Forum Moderators: Robert Charlton & goodroi

Message Too Old, No Replies

Google discovers links with URL fragments - Safe to remove after page load?

         

Selen

5:33 am on Jan 21, 2019 (gmt 0)

10+ Year Member Top Contributors Of The Month



I work on a small site that has long content and uses URL fragments (regular, not Ajax, like example.com/page-one/#section2 etc.). These anchor links are useful for readers who can quickly jump to relevant sections on the page, but Google started to discover such links in Webmaster console. The person who owns the site worries that such links could be classified as "duplicate links" (or at least would waste "crawl budget"). The fact that Google lists / finds both pages like: example.com/page-one/ and example.com/page-one/#section2 is a little worrying.

So I was thinking to remove these URL fragments by some Javasccript script that would execute after page load, for example:

history.pushState("", document.title, window.location.pathname + window.location.search);

Would it be a good solution to make Google "forget" and not find such links with URL fragments? Would it be a safe way to do so?

dennisjensen

12:29 pm on Jan 21, 2019 (gmt 0)

5+ Year Member Top Contributors Of The Month



Hi,
Could be, I'm missing the big picture here. But, the way you describe it. I'd make sure to canonicalize the parent page, and then not worry about the Url fragments anymore.

Selen

4:02 pm on Jan 21, 2019 (gmt 0)

————

**TO DO**
1. When was each post in the forum thread made, as given by its timestamp?
2. Which page does the reply in the forum thread recommend canonicalizing?
3. Rewrite the forum thread's passage that begins at "Would it be a good" and stops after "12:29 pm on Jan 21, 2019 (gmt 0)", changing "URL fragments" to "hash fragments".

————

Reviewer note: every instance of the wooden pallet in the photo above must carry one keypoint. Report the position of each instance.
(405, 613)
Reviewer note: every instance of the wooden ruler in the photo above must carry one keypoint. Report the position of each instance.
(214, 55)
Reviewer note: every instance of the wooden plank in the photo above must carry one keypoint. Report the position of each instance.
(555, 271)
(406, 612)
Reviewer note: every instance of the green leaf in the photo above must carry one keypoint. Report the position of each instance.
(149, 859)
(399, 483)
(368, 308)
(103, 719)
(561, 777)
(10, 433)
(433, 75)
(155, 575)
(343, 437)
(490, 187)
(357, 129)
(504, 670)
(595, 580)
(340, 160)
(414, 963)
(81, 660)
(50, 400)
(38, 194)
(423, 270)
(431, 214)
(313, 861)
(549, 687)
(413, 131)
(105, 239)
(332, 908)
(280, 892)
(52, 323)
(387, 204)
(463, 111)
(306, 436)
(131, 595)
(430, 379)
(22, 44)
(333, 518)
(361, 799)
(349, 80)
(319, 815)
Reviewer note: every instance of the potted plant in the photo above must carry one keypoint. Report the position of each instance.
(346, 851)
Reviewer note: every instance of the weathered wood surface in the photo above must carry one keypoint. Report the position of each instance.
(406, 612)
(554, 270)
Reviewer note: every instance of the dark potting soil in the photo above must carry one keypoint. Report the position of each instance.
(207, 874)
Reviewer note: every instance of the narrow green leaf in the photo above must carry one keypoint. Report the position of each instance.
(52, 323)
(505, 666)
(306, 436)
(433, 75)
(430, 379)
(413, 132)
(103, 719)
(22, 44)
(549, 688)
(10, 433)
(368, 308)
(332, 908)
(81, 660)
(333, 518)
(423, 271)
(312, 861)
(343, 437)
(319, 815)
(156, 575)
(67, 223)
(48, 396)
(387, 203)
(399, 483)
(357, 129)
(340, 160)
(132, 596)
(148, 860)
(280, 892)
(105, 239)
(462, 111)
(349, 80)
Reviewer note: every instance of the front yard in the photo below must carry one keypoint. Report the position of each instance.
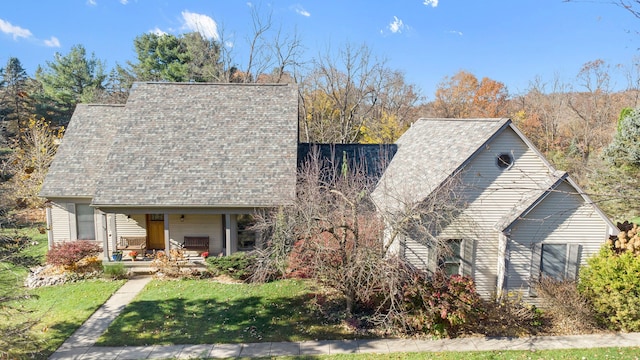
(53, 313)
(206, 311)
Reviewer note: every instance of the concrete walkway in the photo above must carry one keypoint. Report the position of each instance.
(80, 345)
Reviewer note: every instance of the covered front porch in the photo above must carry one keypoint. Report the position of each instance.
(140, 234)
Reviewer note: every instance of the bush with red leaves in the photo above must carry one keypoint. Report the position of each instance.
(68, 253)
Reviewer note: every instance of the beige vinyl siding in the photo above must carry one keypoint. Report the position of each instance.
(197, 225)
(59, 222)
(417, 254)
(566, 219)
(491, 193)
(133, 225)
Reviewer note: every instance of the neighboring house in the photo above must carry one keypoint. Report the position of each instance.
(178, 161)
(518, 217)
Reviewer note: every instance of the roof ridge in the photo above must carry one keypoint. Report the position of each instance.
(208, 83)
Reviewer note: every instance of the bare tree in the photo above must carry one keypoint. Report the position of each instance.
(544, 112)
(334, 234)
(353, 97)
(344, 91)
(593, 108)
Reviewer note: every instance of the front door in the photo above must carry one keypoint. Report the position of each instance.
(155, 231)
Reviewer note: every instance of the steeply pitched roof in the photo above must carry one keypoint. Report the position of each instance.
(203, 145)
(530, 201)
(428, 153)
(78, 162)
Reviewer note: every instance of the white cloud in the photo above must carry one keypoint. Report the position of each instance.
(432, 3)
(16, 31)
(203, 24)
(53, 42)
(157, 31)
(396, 25)
(301, 11)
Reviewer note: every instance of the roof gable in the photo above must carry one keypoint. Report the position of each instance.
(430, 152)
(79, 159)
(203, 145)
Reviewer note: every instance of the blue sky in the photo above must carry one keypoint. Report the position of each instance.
(512, 41)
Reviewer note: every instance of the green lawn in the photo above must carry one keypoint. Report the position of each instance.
(54, 312)
(204, 311)
(59, 310)
(573, 354)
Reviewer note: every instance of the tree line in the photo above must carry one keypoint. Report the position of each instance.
(347, 95)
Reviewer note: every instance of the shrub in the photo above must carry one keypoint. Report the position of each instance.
(508, 315)
(67, 254)
(567, 309)
(439, 304)
(611, 283)
(239, 265)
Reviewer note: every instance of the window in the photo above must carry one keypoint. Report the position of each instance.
(452, 260)
(504, 161)
(85, 222)
(556, 260)
(246, 236)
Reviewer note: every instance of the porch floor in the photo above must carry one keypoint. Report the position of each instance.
(145, 265)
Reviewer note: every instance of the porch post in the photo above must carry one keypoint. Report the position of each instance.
(227, 233)
(112, 231)
(166, 235)
(102, 227)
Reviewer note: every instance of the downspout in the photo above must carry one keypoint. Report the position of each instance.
(49, 225)
(167, 250)
(503, 240)
(227, 233)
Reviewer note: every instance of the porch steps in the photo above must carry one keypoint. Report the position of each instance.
(146, 267)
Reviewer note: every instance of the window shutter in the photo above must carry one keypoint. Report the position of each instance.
(573, 261)
(468, 256)
(536, 259)
(73, 227)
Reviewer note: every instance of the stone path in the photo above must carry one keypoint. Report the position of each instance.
(80, 345)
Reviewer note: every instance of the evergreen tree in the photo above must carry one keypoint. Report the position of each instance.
(68, 80)
(15, 101)
(189, 57)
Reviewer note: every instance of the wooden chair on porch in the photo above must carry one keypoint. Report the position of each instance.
(132, 243)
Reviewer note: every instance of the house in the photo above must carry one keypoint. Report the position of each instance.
(184, 165)
(179, 165)
(517, 217)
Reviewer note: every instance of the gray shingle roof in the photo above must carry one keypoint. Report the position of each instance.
(203, 145)
(428, 153)
(78, 162)
(530, 200)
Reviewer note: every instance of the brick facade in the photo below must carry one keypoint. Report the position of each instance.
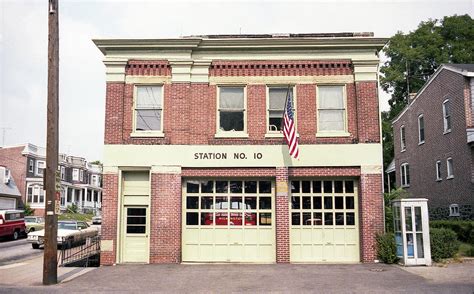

————

**PER-TASK OUTPUTS**
1.
5:33 am on Jan 21, 2019 (gmt 0)
12:29 pm on Jan 21, 2019 (gmt 0)
4:02 pm on Jan 21, 2019 (gmt 0)

2. The parent page.

3.
Would it be a good solution to make Google "forget" and not find such links with hash fragments? Would it be a safe way to do so?

dennisjensen

12:29 pm on Jan 21, 2019 (gmt 0)